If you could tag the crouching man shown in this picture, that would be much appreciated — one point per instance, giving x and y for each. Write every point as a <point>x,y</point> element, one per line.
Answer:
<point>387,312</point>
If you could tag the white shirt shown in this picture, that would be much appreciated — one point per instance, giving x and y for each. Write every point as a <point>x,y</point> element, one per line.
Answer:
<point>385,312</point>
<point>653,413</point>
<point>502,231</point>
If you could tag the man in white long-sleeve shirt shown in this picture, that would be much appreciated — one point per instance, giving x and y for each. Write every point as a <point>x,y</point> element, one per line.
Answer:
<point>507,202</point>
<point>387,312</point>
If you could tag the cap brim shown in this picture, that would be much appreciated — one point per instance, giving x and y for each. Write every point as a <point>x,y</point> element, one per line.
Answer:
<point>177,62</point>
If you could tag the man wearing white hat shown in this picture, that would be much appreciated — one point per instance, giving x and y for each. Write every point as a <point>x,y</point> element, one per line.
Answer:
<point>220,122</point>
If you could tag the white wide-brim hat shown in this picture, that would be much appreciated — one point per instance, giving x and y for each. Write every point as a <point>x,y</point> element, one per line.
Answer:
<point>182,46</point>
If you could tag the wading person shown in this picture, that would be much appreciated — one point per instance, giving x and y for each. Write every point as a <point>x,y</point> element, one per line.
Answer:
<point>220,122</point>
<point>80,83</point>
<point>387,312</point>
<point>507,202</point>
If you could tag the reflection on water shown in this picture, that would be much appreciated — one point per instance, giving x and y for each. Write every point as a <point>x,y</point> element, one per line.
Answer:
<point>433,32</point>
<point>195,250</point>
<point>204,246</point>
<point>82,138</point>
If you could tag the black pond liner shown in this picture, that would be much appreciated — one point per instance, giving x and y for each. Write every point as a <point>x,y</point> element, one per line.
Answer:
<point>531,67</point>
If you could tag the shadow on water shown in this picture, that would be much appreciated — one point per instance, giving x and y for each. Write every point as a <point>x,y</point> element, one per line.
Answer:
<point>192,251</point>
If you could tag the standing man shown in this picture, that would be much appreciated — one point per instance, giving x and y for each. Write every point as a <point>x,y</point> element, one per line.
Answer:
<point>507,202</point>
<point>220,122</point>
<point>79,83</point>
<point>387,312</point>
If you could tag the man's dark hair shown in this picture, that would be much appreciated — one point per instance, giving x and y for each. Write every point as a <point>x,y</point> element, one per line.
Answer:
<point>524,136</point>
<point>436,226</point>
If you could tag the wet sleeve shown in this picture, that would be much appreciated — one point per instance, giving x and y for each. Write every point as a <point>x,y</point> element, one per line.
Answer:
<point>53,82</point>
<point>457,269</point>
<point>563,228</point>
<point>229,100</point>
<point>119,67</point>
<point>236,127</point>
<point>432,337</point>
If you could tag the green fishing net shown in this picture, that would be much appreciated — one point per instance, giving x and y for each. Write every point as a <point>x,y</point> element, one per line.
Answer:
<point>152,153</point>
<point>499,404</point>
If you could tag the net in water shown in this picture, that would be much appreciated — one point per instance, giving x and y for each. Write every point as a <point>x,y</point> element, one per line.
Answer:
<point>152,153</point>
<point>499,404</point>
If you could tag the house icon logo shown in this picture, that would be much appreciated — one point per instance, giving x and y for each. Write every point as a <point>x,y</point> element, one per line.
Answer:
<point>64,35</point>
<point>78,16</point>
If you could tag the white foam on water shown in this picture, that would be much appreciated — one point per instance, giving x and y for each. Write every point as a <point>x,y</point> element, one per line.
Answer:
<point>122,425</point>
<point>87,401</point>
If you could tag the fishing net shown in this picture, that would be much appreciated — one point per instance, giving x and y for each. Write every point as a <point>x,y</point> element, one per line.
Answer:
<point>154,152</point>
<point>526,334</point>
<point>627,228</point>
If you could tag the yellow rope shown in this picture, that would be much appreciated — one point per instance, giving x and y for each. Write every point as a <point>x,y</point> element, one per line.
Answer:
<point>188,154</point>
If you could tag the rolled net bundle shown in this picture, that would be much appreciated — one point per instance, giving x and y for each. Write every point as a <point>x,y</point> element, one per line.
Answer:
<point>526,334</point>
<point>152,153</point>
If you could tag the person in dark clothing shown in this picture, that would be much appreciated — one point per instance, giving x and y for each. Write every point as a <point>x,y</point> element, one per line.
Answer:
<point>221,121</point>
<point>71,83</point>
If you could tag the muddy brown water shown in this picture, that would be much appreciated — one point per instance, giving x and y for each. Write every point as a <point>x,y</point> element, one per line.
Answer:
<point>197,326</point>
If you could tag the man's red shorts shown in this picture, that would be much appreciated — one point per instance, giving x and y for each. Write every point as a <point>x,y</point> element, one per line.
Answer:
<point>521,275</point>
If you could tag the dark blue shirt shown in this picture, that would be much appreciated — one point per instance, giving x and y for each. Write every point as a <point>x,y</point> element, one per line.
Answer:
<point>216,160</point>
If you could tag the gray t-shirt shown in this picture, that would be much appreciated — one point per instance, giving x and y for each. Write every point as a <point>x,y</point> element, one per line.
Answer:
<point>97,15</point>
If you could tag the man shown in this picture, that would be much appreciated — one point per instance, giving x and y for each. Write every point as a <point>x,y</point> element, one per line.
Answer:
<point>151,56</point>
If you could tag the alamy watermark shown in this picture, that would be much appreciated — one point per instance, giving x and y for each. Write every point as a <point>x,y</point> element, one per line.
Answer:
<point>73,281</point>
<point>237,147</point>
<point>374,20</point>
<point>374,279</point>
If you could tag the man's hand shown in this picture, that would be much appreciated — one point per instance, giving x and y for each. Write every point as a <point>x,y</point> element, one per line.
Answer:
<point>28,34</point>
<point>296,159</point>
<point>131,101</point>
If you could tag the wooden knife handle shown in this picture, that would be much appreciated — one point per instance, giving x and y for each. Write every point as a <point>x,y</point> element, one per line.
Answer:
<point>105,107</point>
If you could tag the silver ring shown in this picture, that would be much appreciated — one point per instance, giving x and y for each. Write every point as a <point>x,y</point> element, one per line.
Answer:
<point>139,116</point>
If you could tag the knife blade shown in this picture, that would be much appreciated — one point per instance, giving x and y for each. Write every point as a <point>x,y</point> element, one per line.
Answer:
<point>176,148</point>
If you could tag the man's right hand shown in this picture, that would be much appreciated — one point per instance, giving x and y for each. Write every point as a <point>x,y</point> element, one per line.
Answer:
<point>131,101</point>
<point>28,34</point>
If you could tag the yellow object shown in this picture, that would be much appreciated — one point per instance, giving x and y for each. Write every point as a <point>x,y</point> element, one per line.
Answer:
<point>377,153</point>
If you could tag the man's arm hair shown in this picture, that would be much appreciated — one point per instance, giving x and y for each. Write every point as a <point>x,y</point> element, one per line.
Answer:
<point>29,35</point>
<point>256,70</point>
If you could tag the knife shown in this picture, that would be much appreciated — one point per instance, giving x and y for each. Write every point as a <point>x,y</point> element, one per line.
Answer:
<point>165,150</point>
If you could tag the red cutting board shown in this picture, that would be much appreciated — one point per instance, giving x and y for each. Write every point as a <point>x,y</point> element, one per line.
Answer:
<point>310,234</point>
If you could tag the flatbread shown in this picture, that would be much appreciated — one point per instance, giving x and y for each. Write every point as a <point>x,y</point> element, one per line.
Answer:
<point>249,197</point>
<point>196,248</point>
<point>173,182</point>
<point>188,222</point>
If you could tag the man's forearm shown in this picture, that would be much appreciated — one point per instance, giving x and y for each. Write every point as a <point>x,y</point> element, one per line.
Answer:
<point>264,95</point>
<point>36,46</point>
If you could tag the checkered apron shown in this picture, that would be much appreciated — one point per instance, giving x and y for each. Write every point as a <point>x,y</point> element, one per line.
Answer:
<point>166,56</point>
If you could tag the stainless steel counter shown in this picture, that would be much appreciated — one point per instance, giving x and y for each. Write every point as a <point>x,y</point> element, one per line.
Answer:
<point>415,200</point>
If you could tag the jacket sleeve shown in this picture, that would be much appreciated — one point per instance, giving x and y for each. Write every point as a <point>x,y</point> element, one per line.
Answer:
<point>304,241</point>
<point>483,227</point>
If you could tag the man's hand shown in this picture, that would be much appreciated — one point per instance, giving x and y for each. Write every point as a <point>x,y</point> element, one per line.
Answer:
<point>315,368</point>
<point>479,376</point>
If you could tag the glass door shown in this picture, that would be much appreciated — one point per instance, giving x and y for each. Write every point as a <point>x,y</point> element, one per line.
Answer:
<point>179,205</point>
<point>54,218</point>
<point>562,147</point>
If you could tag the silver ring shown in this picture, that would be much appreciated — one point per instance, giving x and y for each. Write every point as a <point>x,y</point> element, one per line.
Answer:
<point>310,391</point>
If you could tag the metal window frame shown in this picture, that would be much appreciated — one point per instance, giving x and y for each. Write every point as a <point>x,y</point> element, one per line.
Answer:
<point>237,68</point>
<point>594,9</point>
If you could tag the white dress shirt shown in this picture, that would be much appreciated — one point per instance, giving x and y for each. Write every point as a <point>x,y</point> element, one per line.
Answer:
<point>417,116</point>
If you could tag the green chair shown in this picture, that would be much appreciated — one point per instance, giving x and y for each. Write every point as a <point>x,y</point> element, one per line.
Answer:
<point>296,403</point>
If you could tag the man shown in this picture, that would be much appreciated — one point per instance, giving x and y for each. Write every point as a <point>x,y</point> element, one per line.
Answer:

::::

Since only part of the listing is wanted, copy exactly the lines from the one holding "If you could tag the white wide-brim" to the one holding "If you could tag the wading", both included.

[Expected answer]
If you could tag the white wide-brim hat shown in this picture, that would be much appreciated — one point per instance, giving x and y for each. Write every point as a <point>x,y</point> element, one per line.
Answer:
<point>182,46</point>
If you could tag the wading person shown in this picture, that would be much appreciated — one point per instance, giving x and y for each. Write every point as a <point>x,y</point> element, one per line.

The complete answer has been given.